EXCERPTED PASSAGE -
## Start

So...I'm looking at a 2200sf living area metal-building with a house built inside of it...it's been in the market for a while and I think they'd accept quite a bit less than the listed price..

Lots of acres come with it, I LOVE the land...the house, not so much..

Wife can't stop talking about the land...the electric gated entrance..the scenic driveway through the oak trees..the privacy..plenty of room to have a small farm etc...

The house is ok...there's just nothing to ooh and ahhh about.

The biggest thing that bothers me is that the ceilings are low, both upstairs and downstairs..and the house is very compartmented...definitely not an "open" floorplan..

1/3 of the house is 2-story high shop where the owner keeps his airplane..yes the property has an unimproved grass airstrip..good hunting...and a shooting range..

I guess i'm just used to 10' ceilings, granite counters and open floorplans..

## End

GIVEN INFORMATION -
## Start

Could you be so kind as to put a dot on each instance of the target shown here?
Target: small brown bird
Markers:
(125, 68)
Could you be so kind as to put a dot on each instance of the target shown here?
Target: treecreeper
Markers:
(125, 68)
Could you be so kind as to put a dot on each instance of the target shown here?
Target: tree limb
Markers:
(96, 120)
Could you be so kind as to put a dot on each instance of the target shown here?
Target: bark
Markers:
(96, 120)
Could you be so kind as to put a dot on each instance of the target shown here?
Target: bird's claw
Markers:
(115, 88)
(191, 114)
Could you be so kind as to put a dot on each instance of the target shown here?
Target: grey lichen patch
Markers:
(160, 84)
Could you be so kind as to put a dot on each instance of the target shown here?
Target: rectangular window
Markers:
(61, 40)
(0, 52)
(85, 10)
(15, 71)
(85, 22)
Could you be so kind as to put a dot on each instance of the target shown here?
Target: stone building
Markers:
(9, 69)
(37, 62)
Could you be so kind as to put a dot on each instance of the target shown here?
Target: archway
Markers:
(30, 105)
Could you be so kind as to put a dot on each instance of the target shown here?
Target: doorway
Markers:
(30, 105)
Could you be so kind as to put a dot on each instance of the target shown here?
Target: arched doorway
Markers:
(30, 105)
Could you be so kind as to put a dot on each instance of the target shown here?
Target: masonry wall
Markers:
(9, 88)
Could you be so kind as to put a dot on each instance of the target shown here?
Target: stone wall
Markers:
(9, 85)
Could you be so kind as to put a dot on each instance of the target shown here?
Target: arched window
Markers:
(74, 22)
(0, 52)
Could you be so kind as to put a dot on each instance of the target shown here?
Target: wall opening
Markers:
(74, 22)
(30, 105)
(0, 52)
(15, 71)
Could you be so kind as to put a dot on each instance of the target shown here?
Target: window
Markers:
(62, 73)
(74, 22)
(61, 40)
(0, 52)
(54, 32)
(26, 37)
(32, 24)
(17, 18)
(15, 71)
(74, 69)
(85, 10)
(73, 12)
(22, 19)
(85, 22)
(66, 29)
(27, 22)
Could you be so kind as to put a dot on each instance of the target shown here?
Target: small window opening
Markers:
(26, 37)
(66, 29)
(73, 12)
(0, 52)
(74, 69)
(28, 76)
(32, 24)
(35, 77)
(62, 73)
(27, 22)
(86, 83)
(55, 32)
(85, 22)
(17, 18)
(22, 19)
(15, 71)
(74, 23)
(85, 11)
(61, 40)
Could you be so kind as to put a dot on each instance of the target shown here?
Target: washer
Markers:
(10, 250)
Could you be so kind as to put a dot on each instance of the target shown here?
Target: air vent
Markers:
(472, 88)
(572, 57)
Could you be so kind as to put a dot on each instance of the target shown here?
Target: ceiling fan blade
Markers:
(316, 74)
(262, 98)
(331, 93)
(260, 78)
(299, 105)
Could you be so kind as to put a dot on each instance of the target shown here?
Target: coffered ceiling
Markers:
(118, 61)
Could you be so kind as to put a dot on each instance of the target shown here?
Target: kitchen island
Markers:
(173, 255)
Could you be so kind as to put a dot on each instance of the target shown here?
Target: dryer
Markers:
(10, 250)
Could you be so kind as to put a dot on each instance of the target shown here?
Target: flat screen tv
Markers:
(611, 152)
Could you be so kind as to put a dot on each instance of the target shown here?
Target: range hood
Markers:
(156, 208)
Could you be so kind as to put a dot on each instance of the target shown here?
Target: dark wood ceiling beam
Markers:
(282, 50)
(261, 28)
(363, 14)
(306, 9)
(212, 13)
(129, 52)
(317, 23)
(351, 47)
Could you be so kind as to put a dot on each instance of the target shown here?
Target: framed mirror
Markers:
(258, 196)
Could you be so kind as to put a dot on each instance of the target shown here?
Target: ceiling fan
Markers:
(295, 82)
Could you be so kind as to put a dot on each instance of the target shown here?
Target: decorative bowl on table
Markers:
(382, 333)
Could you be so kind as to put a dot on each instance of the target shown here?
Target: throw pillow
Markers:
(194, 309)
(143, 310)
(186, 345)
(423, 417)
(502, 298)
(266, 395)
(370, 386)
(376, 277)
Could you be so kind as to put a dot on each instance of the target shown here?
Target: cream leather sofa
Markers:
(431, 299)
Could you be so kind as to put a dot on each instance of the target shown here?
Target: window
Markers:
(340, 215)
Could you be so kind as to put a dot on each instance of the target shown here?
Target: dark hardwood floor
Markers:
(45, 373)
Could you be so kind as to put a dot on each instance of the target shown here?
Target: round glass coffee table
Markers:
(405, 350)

## End

WORK TO BE COMPLETED - In the post about the metal-building house, list each thing about the land that the wife can't stop talking about.

TASK SOLUTION -
- The electric gated entrance
- The scenic driveway through the oak trees
- The privacy
- Plenty of room to have a small farm